──────── DATA SHOWN
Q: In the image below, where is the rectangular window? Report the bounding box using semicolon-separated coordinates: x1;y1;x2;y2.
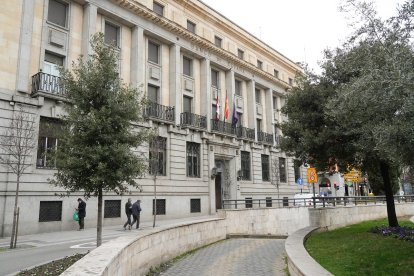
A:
────────────────
──────── DATA SHOWN
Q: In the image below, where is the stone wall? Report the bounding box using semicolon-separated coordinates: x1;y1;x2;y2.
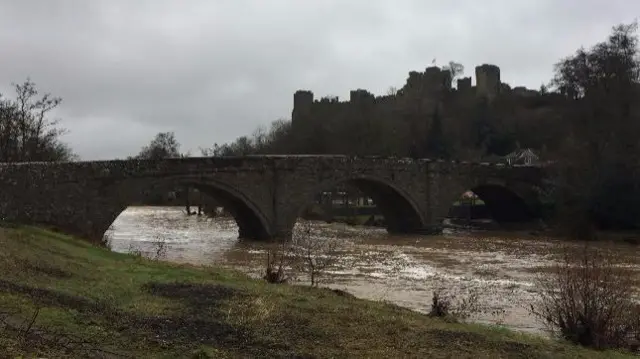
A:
────────────────
──────── DATA SHOWN
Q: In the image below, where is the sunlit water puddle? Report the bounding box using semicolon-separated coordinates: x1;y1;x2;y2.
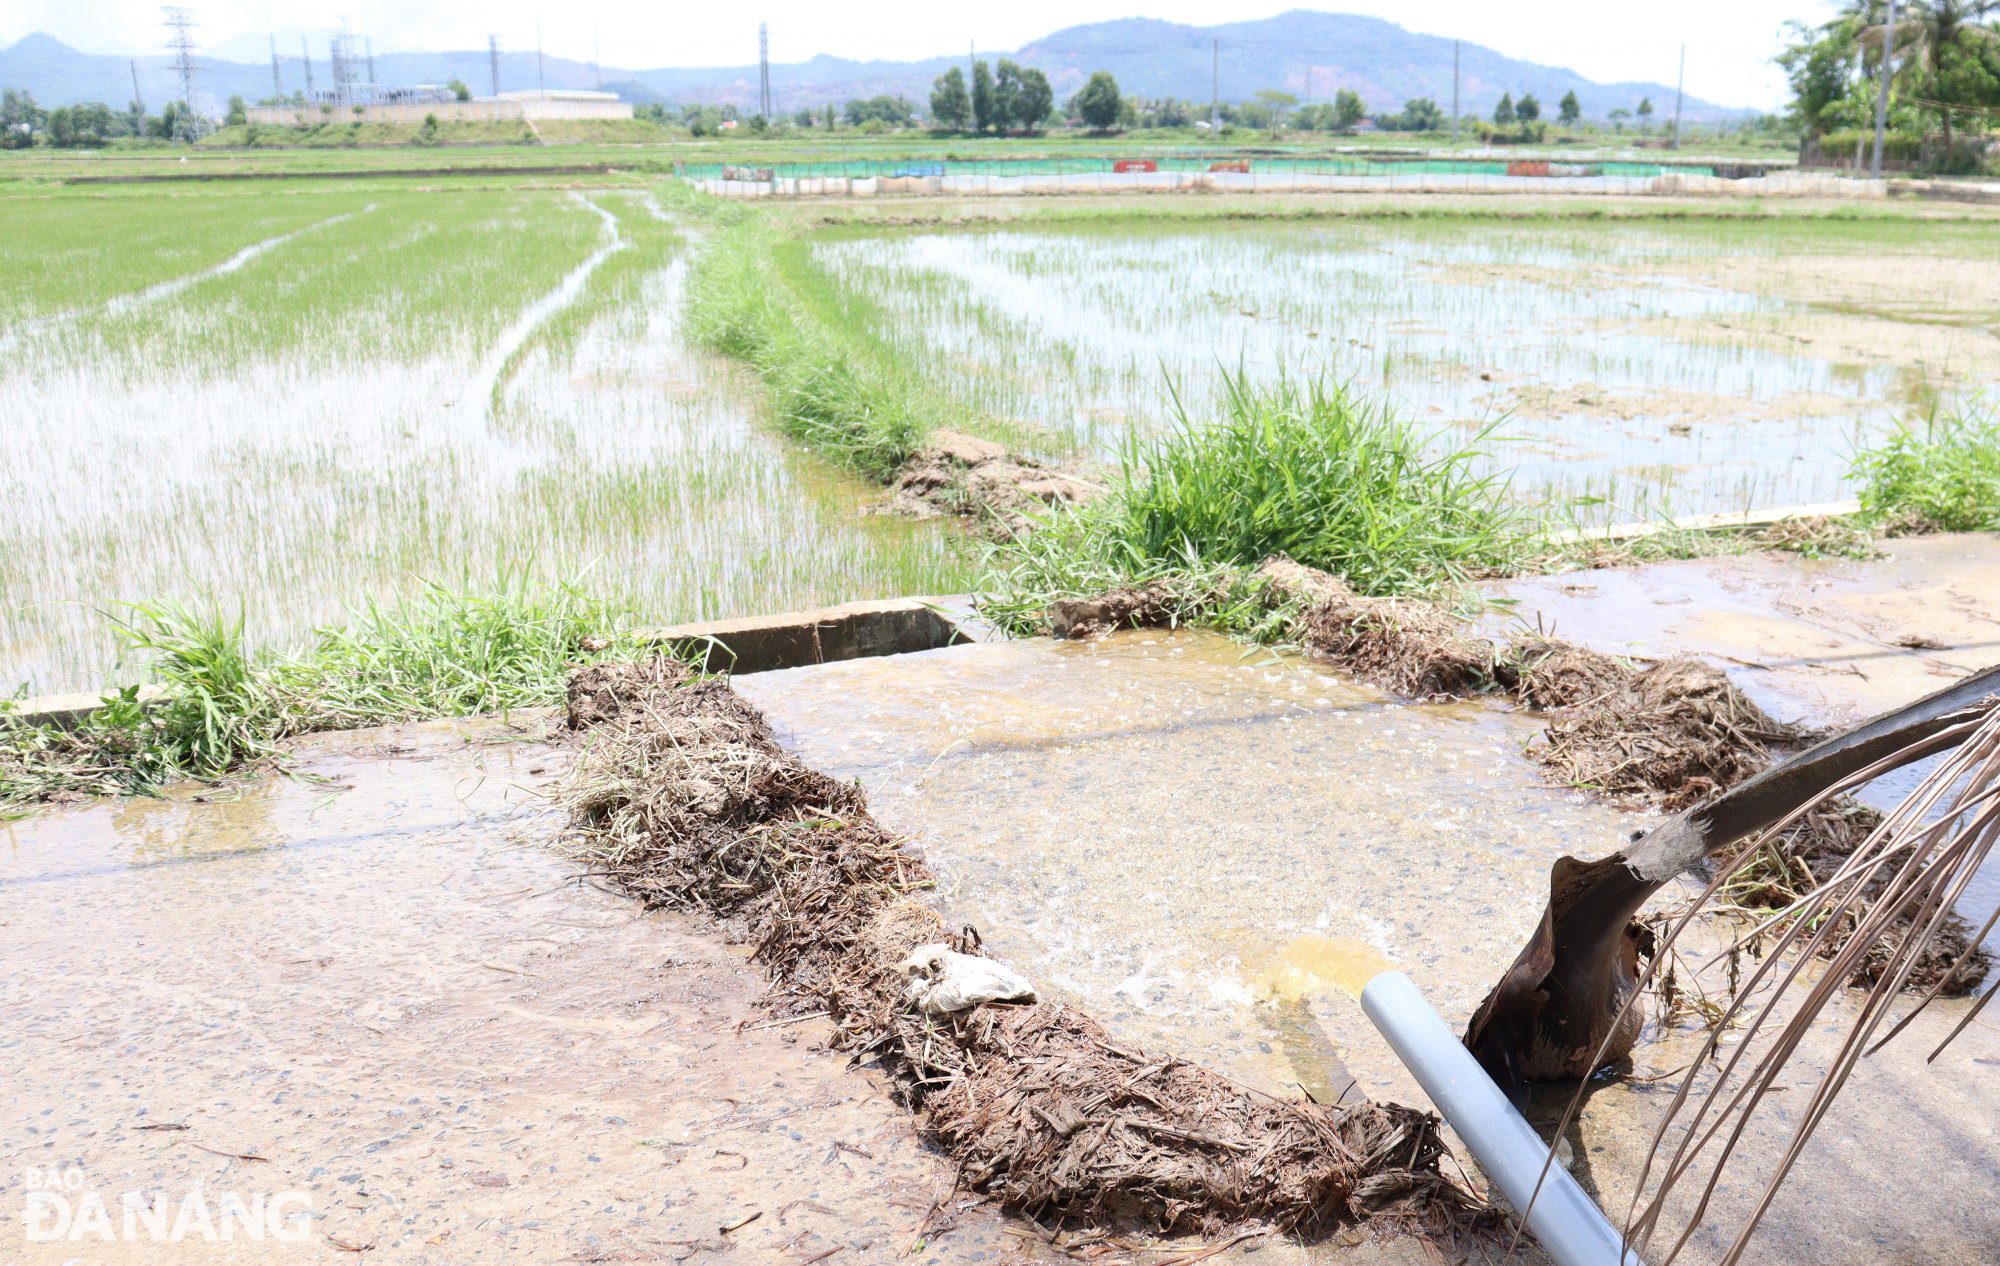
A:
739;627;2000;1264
────────────────
**WORK ORDER**
Whenever a line above includes "separated", copy it in full.

**RESPONSE BELOW**
Q: In the image below, where is the rectangular window? Report the bounding box using semicolon-separated coordinates: x1;y1;x2;y2.
Q: In the image below, where is the stone wall? Report the bounding box using semicolon-separated coordinates: x1;y1;x2;y2.
Q: In the image below, where is the sunlit water puddle? Report the bounding box using semicolon-separated coordinates: x1;y1;x2;y2.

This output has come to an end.